* _Parts of the exercise_:
• 1. Please rewrite the time–frequency analysis text starting with "Chi-squared test was" and going on through "FH + 40-60ɛ4+ group (calcarine)", replacing "visual acuity" with "contrast sensitivity".
• 2. In the time–frequency analysis text, what wavelet was used to analyze the epochs?
• 3. Carry the time–frequency analysis text forward from its last sentence.

TF representation was calculated for a 1000-ms time window, from 500 ms before to 500 ms after the face presentation. Epochs were analyzed in the time–frequency domain using a 5-cycle Gaussian Morlet wavelet with 1 Hz steps from 2 to 30 Hz. In order to avoid edge effects, all epochs had 2 s of real data at each side as padding. Resulting data were corrected by the average basal activity before the presentation of the stimulus, resulting in a relative change representation.

The subsequent analyses were restricted to the range in which the visual response takes place. To determine this range, a grand-average TF response for 133 participants (see Fig. 3A–C) was calculated. According to this response, the analyses were performed in the range of frequencies between 4 and 10 Hz, and the range of latencies between 0 and 250 ms.

Fig. 3figure 3

Visual response related time–frequency analysis. A Grand-averaged TF representation in the sensor space. B Grand-averaged TF representation in the sensors inside the A rectangles. C Grand-averaged TF representation in the source space (calcarine cortex). Rectangles in A indicate the sensors in which the activity is best perceived. Rectangles in B and C indicate the TF range in which the activity is more prevalent, which is later used for the analysis

Statistical analysis

Chi-squared test was used to perform comparisons between groups in qualitative variables.

Fig. 4figure 4

Cluster-based permutation test for the relationships of TF activity with visual function. Blue colors indicate negative correlations, while yellow colors indicate positive correlations. The time–frequency-sensor triplets pertaining to the significant cluster are shown in solid colors. A Correlation between visual acuity and TF in the FH + group (sensors); B correlation between visual acuity and TF in the FH + 40-60ɛ4+ group (sensors); C correlation between visual acuity and TF in the FH + group (calcarine); D correlation between visual acuity and TF in the FH + 40-60ɛ4+ group (calcarine)

Spatial localization data:
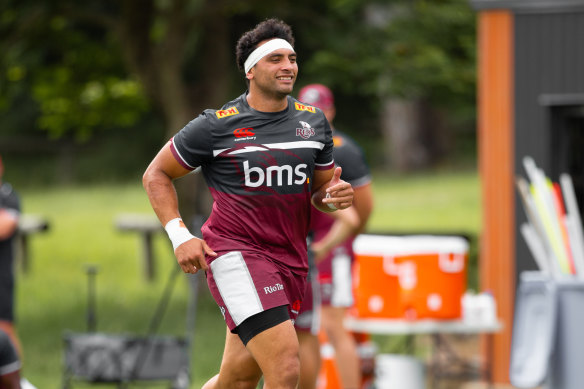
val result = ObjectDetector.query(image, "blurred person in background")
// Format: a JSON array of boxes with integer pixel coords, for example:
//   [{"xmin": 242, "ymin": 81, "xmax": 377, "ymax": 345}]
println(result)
[
  {"xmin": 0, "ymin": 156, "xmax": 22, "ymax": 355},
  {"xmin": 0, "ymin": 328, "xmax": 21, "ymax": 389},
  {"xmin": 298, "ymin": 84, "xmax": 373, "ymax": 389},
  {"xmin": 0, "ymin": 156, "xmax": 34, "ymax": 389},
  {"xmin": 143, "ymin": 19, "xmax": 353, "ymax": 389}
]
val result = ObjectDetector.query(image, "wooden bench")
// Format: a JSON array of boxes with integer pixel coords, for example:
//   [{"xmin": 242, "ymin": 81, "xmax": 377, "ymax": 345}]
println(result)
[
  {"xmin": 15, "ymin": 214, "xmax": 49, "ymax": 273},
  {"xmin": 115, "ymin": 213, "xmax": 164, "ymax": 281}
]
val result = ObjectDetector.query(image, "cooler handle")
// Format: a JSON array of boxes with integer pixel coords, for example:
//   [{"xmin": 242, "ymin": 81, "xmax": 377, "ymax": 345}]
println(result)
[{"xmin": 438, "ymin": 253, "xmax": 464, "ymax": 273}]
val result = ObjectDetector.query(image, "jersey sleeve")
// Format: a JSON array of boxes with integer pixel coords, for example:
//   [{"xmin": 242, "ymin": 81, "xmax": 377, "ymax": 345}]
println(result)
[
  {"xmin": 170, "ymin": 113, "xmax": 213, "ymax": 170},
  {"xmin": 315, "ymin": 115, "xmax": 335, "ymax": 170}
]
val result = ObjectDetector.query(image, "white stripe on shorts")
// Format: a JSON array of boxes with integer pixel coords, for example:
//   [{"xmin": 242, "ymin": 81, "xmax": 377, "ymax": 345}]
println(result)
[
  {"xmin": 211, "ymin": 251, "xmax": 264, "ymax": 326},
  {"xmin": 331, "ymin": 249, "xmax": 353, "ymax": 307}
]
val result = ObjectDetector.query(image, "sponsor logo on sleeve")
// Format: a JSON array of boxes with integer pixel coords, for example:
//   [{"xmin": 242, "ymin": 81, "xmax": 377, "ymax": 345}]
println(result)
[
  {"xmin": 294, "ymin": 102, "xmax": 316, "ymax": 113},
  {"xmin": 215, "ymin": 107, "xmax": 239, "ymax": 119},
  {"xmin": 233, "ymin": 127, "xmax": 256, "ymax": 142},
  {"xmin": 296, "ymin": 121, "xmax": 316, "ymax": 139},
  {"xmin": 264, "ymin": 282, "xmax": 284, "ymax": 294}
]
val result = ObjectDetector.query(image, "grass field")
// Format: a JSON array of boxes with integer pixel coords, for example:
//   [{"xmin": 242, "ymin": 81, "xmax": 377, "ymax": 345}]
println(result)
[{"xmin": 12, "ymin": 171, "xmax": 480, "ymax": 389}]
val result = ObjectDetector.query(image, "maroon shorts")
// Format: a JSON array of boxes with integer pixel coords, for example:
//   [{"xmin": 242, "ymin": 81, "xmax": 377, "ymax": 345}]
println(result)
[{"xmin": 207, "ymin": 251, "xmax": 306, "ymax": 331}]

* _Answers for the exercise_:
• 1.
Chi-squared test was used to perform comparisons between groups in qualitative variables.

Fig. 4figure 4

Cluster-based permutation test for the relationships of TF activity with visual function. Blue colors indicate negative correlations, while yellow colors indicate positive correlations. The time–frequency-sensor triplets pertaining to the significant cluster are shown in solid colors. A Correlation between contrast sensitivity and TF in the FH + group (sensors); B correlation between contrast sensitivity and TF in the FH + 40-60ɛ4+ group (sensors); C correlation between contrast sensitivity and TF in the FH + group (calcarine); D correlation between contrast sensitivity and TF in the FH + 40-60ɛ4+ group (calcarine)

• 2. A 5-cycle Gaussian Morlet wavelet with 1 Hz steps from 2 to 30 Hz.

• 3.
Wilcoxon rank sum test with continuity correction was used to perform comparisons between groups in continuous variables, and Spearman correlation coefficients were obtained to assess the relationship between ophthalmological and electrophysiological variables. These methods were chosen as they make less assumptions regarding the data distribution. Additionally, Spearman correlation is capable of assessing non-linear monotonic relationships.

The correlation differences between the groups were calculated transforming the correlations to Fisher Z scores.

To measure effect sizes, Cramer’s V and its 95% confidence interval were calculated for the comparisons between groups in qualitative variables. For the comparisons between groups in continuous variables, effect size calculations from the Mann–Whitney U test and its 95% confidence interval, which has an interpretation analogous to a correlation coefficient, were estimated [34]. For correlations, the Spearman correlation coefficient acts as the size effect statistic.

To evaluate the TF power correlation with visual acuity, contrast sensitivity, and macular thickness, two approaches were taken. First, the analyses were performed in the sensor space, using cluster-based permutation test (CBPT) for multiple comparison corrections, with a Monte Carlo procedure, implementing 10,000 randomizations and a significance threshold of 0.05, taking sensors, time, and frequency as dimensions. Second, the analyses were also performed in the source space, averaging the TF sources belonging to the calcarine cortex as defined by the AAL atlas, and using CBPT with the same parameters, taking time and frequency as dimensions. As previously noted, both types of analysis were restricted to frequencies between 4 and 10 Hz and latencies between 0 and 250 ms.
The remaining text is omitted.